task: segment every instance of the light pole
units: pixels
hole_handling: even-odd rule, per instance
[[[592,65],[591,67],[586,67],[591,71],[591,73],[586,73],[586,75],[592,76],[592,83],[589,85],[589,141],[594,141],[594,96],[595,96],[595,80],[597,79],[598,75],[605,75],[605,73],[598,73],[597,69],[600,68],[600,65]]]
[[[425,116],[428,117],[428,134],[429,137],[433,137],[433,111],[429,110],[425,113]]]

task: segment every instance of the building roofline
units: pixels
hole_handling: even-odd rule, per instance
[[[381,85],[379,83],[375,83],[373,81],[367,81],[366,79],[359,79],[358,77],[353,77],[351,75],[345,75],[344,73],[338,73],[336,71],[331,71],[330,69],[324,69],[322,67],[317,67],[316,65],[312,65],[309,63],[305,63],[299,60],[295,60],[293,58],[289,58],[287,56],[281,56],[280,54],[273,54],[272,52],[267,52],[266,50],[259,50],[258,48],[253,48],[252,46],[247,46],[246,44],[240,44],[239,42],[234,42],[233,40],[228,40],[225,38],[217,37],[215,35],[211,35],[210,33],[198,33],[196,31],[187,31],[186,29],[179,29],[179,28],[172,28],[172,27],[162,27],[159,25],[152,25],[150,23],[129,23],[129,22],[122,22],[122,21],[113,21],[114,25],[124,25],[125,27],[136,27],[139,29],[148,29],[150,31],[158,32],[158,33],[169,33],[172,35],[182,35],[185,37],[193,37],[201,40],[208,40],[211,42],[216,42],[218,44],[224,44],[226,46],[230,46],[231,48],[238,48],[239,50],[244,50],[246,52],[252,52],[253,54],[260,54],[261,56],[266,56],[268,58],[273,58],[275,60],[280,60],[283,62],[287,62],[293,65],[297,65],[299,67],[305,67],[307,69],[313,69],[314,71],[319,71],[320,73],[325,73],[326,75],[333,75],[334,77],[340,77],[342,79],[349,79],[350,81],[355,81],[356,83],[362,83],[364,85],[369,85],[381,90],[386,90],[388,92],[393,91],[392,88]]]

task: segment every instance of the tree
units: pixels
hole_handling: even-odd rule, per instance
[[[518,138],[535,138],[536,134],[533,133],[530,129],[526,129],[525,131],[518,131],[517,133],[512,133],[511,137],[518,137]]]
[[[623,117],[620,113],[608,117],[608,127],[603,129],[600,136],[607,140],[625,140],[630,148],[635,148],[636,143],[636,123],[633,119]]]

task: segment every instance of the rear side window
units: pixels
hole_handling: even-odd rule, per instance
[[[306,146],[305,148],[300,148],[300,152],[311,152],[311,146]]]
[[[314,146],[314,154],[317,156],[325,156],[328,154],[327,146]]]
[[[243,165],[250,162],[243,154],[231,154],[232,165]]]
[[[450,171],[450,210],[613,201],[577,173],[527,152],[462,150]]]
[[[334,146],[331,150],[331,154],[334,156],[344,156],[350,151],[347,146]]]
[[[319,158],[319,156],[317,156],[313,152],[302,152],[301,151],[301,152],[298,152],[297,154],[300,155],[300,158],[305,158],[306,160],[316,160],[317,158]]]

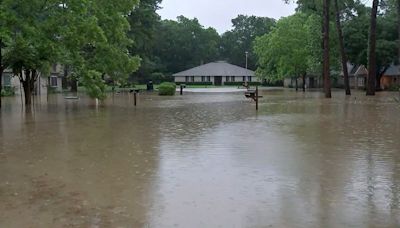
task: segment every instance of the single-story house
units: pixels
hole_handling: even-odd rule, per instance
[[[349,72],[349,84],[352,89],[365,89],[368,70],[364,65],[354,65],[347,63],[347,70]],[[337,85],[344,87],[344,74],[340,73]]]
[[[60,64],[54,64],[50,70],[49,76],[41,75],[35,83],[35,94],[47,94],[48,89],[51,88],[55,92],[62,92],[62,78],[63,78],[63,67]],[[6,69],[3,72],[2,77],[3,88],[12,88],[15,94],[21,94],[22,85],[17,76],[14,76],[10,69]]]
[[[259,82],[255,72],[229,64],[225,61],[207,63],[172,75],[175,83],[212,83],[225,85],[227,82]]]
[[[320,88],[322,86],[322,80],[320,77],[307,75],[306,76],[306,88]],[[283,80],[283,86],[286,88],[296,88],[296,78],[285,78]],[[297,87],[303,87],[303,78],[297,78]]]
[[[400,86],[400,65],[391,65],[381,77],[381,88],[383,90],[392,86]]]

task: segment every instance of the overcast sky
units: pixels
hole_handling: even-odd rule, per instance
[[[296,5],[283,0],[163,0],[161,7],[158,13],[162,19],[196,17],[202,25],[223,33],[231,29],[231,19],[239,14],[279,19],[293,14]]]
[[[361,2],[371,4],[371,0]],[[287,5],[283,0],[163,0],[161,7],[158,13],[162,19],[196,17],[202,25],[223,33],[231,29],[231,19],[239,14],[279,19],[293,14],[296,4]]]

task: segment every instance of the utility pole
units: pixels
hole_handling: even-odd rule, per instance
[[[248,59],[248,57],[249,57],[249,52],[248,52],[248,51],[246,51],[246,52],[245,52],[245,54],[246,54],[246,69],[247,69],[247,68],[248,68],[248,65],[247,65],[247,63],[248,63],[248,62],[247,62],[247,59]]]

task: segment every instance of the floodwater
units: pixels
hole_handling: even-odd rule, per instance
[[[0,227],[400,227],[397,93],[19,97]]]

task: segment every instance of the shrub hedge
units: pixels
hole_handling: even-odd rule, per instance
[[[175,95],[176,84],[171,82],[163,82],[158,86],[158,95],[173,96]]]
[[[15,89],[14,89],[14,87],[10,87],[10,86],[5,86],[1,90],[1,94],[0,94],[0,96],[2,96],[2,97],[11,97],[14,95],[15,95]]]

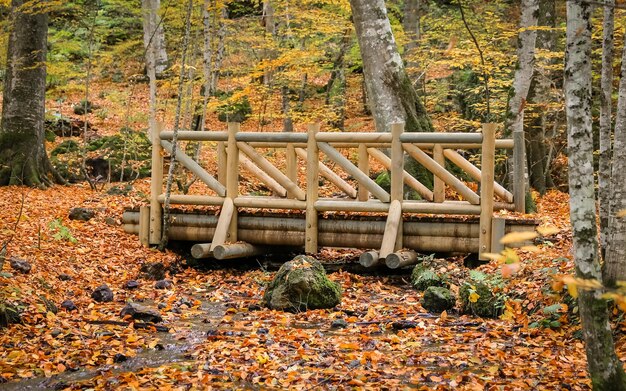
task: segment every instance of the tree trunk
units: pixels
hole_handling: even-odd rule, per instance
[[[528,91],[530,90],[530,82],[533,78],[535,44],[537,41],[537,30],[531,27],[537,25],[538,10],[539,0],[522,0],[520,33],[517,47],[517,69],[515,70],[515,77],[513,79],[513,96],[509,100],[505,123],[506,129],[513,133],[513,139],[516,139],[516,134],[524,134],[524,108],[526,106]],[[522,136],[517,139],[524,140],[524,137]],[[526,163],[524,147],[524,142],[522,142],[519,153],[522,155],[521,160],[524,164],[522,164],[522,167],[513,167],[513,170],[523,170],[524,175],[516,175],[515,178],[523,177],[524,182],[528,183],[528,171],[526,167],[524,167]],[[512,159],[511,161],[516,161],[516,159]],[[519,179],[515,181],[519,181]]]
[[[432,132],[426,109],[398,53],[384,0],[350,0],[350,6],[376,130],[390,132],[391,124],[404,122],[408,132]]]
[[[154,48],[154,70],[160,77],[167,69],[167,50],[165,48],[165,33],[163,22],[158,17],[161,0],[141,0],[143,17],[143,44],[146,50],[151,45]],[[156,31],[155,31],[156,29]]]
[[[565,104],[569,147],[570,219],[576,274],[601,279],[598,260],[591,128],[591,9],[567,2]],[[578,305],[593,388],[624,390],[622,364],[615,354],[606,300],[602,290],[583,290]]]
[[[422,0],[406,0],[404,2],[404,19],[402,27],[407,36],[404,51],[410,52],[417,47],[417,41],[421,36],[420,19],[422,16]]]
[[[11,3],[7,70],[0,122],[0,185],[46,187],[53,169],[44,140],[48,14]],[[55,179],[61,178],[55,176]]]
[[[556,27],[555,0],[539,3],[537,24],[550,29]],[[556,37],[554,30],[537,31],[537,50],[554,52]],[[528,92],[528,101],[533,104],[532,114],[534,117],[526,129],[530,185],[541,194],[545,194],[548,187],[553,185],[548,169],[550,164],[548,162],[549,153],[546,148],[552,141],[546,137],[546,134],[548,129],[552,129],[554,122],[558,120],[557,115],[550,109],[549,103],[555,99],[552,94],[553,80],[560,77],[555,72],[550,71],[550,67],[555,65],[554,60],[548,58],[543,62],[543,64],[535,62],[535,72]]]
[[[602,76],[600,79],[600,166],[598,169],[598,198],[600,206],[600,246],[608,246],[608,225],[611,187],[611,109],[613,94],[613,32],[615,30],[615,0],[606,0],[602,25]],[[622,73],[622,78],[624,74]],[[619,113],[619,112],[618,112]],[[619,114],[618,114],[619,115]]]
[[[625,39],[626,41],[626,39]],[[604,281],[608,286],[618,281],[626,281],[626,218],[617,213],[626,209],[626,47],[622,54],[622,70],[619,82],[619,96],[615,114],[615,135],[613,145],[613,169],[611,173],[608,236]]]

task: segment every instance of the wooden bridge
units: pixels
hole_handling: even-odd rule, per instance
[[[252,256],[272,246],[304,248],[307,253],[321,246],[351,247],[371,250],[361,256],[365,266],[399,267],[414,263],[416,252],[497,252],[505,233],[533,230],[535,222],[494,218],[494,210],[523,212],[525,193],[523,181],[512,192],[494,181],[495,150],[514,148],[513,140],[496,139],[495,127],[485,124],[476,133],[404,133],[403,124],[394,124],[391,133],[337,133],[320,132],[312,124],[307,133],[269,133],[240,132],[239,124],[229,123],[228,131],[176,135],[159,128],[152,136],[150,206],[126,212],[125,229],[145,245],[159,243],[166,197],[163,155],[171,154],[173,141],[196,141],[213,148],[208,155],[217,158],[216,172],[177,149],[177,161],[203,188],[202,194],[170,195],[170,204],[194,205],[196,210],[173,213],[168,236],[201,242],[192,247],[197,258]],[[278,150],[284,162],[273,164],[264,153]],[[481,168],[458,150],[480,150]],[[407,155],[433,174],[433,190],[404,169]],[[389,170],[390,192],[370,178],[370,159]],[[446,169],[446,160],[479,183],[480,192]],[[306,170],[305,183],[299,183],[300,170]],[[241,171],[273,195],[242,194]],[[320,197],[321,178],[343,196]],[[405,188],[421,200],[406,199]],[[446,198],[446,188],[454,199]],[[201,206],[204,210],[198,211]]]

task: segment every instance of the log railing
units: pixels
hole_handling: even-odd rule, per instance
[[[479,253],[490,252],[494,209],[515,209],[513,194],[494,181],[494,151],[510,149],[512,140],[496,140],[495,124],[485,124],[478,133],[404,133],[404,124],[393,124],[391,133],[327,133],[319,125],[309,125],[307,133],[241,132],[239,124],[229,123],[228,131],[179,131],[178,140],[211,142],[216,145],[216,175],[177,149],[176,159],[208,189],[204,195],[172,194],[171,204],[220,206],[219,221],[212,243],[198,248],[211,253],[224,243],[237,242],[237,218],[240,208],[306,211],[305,251],[317,252],[318,216],[323,212],[380,212],[387,214],[382,246],[376,257],[389,255],[402,264],[411,254],[402,253],[402,214],[480,215]],[[140,237],[145,244],[156,244],[161,237],[163,192],[163,153],[171,153],[173,132],[155,129],[152,136],[152,183],[150,209],[140,216]],[[281,148],[285,151],[281,168],[259,149]],[[347,156],[341,150],[356,149]],[[481,169],[466,160],[457,150],[481,149]],[[324,163],[333,163],[347,173],[352,183]],[[356,156],[356,158],[355,158]],[[429,189],[404,169],[406,156],[415,159],[433,173]],[[299,166],[298,159],[305,162]],[[370,159],[390,171],[391,190],[387,192],[370,178]],[[356,160],[356,162],[353,162]],[[480,194],[446,169],[446,160],[480,183]],[[240,194],[239,176],[243,169],[268,189],[273,196]],[[306,170],[306,182],[299,183],[298,172]],[[320,198],[319,179],[336,186],[343,198]],[[415,190],[422,200],[407,200],[404,186]],[[454,190],[457,200],[446,199],[446,187]],[[514,191],[517,195],[519,192]],[[496,202],[495,198],[498,198]],[[145,227],[149,225],[149,227]],[[242,248],[246,246],[240,246]],[[246,247],[247,248],[247,247]],[[221,251],[221,250],[220,250]],[[369,253],[368,253],[369,254]],[[370,256],[369,254],[368,256]]]

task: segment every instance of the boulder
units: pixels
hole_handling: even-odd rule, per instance
[[[70,209],[70,220],[89,221],[94,218],[96,212],[89,208],[72,208]]]
[[[263,295],[265,306],[283,311],[333,308],[340,302],[340,285],[328,279],[319,261],[305,255],[282,265]]]
[[[128,303],[122,308],[120,316],[125,317],[126,315],[130,315],[133,319],[143,322],[159,323],[163,321],[163,317],[159,311],[137,303]]]
[[[154,283],[156,289],[170,289],[173,285],[172,280],[159,280]]]
[[[424,264],[419,264],[413,268],[411,284],[418,291],[425,291],[431,286],[446,287],[448,285],[442,276]]]
[[[21,321],[22,319],[17,306],[7,302],[0,302],[0,328],[21,323]]]
[[[18,258],[18,257],[9,258],[9,264],[11,265],[11,268],[13,270],[18,271],[23,274],[30,273],[30,269],[32,269],[30,262],[28,262],[25,259]]]
[[[76,311],[78,309],[72,300],[64,300],[63,303],[61,303],[61,308],[66,311]]]
[[[100,303],[113,301],[113,292],[106,285],[100,285],[91,294],[91,298]]]
[[[126,281],[126,283],[122,286],[124,289],[132,290],[139,288],[139,283],[135,280]]]
[[[504,310],[504,295],[494,293],[494,287],[487,281],[466,281],[459,296],[464,314],[497,318]]]
[[[443,312],[454,308],[456,297],[448,288],[430,286],[424,291],[422,307],[428,312]]]

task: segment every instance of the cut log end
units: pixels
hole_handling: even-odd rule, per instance
[[[191,247],[191,256],[196,259],[210,258],[213,256],[211,243],[194,244]]]
[[[415,265],[418,263],[417,253],[412,250],[401,250],[387,255],[385,264],[390,269],[398,269],[403,266]]]
[[[359,257],[359,263],[363,267],[374,267],[380,263],[378,251],[367,251]]]

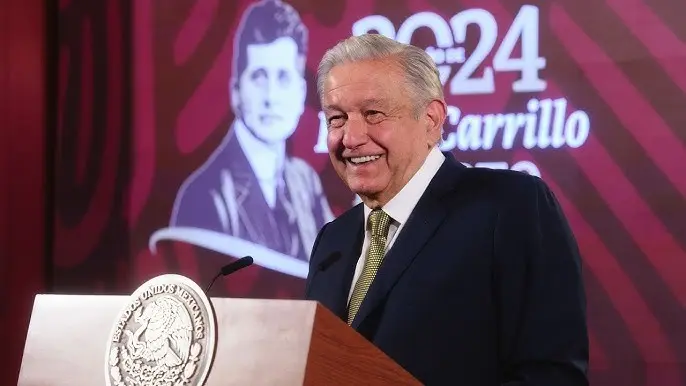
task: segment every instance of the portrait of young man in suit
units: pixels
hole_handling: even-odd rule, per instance
[[[441,153],[447,107],[419,48],[350,37],[317,82],[362,203],[320,230],[305,297],[427,385],[586,385],[581,258],[546,184]]]
[[[333,219],[316,171],[286,149],[305,108],[307,40],[307,28],[289,4],[263,0],[247,8],[234,35],[227,87],[235,119],[180,187],[170,220],[170,227],[230,235],[276,251],[279,259],[297,259],[305,269],[286,269],[276,260],[267,265],[302,277],[319,228]],[[215,250],[236,246],[235,257],[270,259],[267,251],[195,234],[180,238]]]

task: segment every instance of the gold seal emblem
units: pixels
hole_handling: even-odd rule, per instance
[[[214,359],[212,305],[192,280],[161,275],[131,295],[107,341],[108,386],[203,385]]]

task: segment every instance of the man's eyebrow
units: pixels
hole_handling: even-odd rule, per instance
[[[380,99],[380,98],[367,98],[360,103],[360,106],[362,107],[368,107],[368,106],[385,106],[386,100],[385,99]]]
[[[324,112],[330,112],[330,111],[343,111],[338,105],[333,104],[333,105],[323,105],[322,110]]]
[[[384,107],[387,106],[388,102],[385,99],[380,99],[380,98],[367,98],[363,99],[358,106],[361,108],[368,108],[368,107]],[[325,112],[327,111],[344,111],[343,108],[341,108],[337,104],[331,104],[331,105],[323,105],[322,110]]]

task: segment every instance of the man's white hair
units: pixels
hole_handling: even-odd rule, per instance
[[[433,59],[422,49],[381,34],[351,36],[326,51],[317,69],[317,93],[322,100],[324,82],[334,67],[360,61],[394,59],[405,75],[416,113],[431,100],[443,101],[443,86]]]

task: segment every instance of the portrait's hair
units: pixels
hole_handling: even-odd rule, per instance
[[[239,78],[247,67],[248,45],[269,44],[284,37],[292,38],[298,54],[307,56],[307,27],[292,6],[280,0],[262,0],[248,6],[234,36],[232,77]],[[304,74],[304,60],[301,71]]]
[[[433,99],[443,100],[443,86],[433,59],[421,48],[403,44],[381,34],[351,36],[326,51],[317,69],[317,93],[321,100],[324,81],[334,67],[368,60],[394,59],[405,75],[415,113]]]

### [What you are asked to do]
Go through the listing, and whenever a line contains the string "pole", copy that line.

### [Result of this exercise]
task: segment every instance of the light pole
task: segment every instance of the utility pole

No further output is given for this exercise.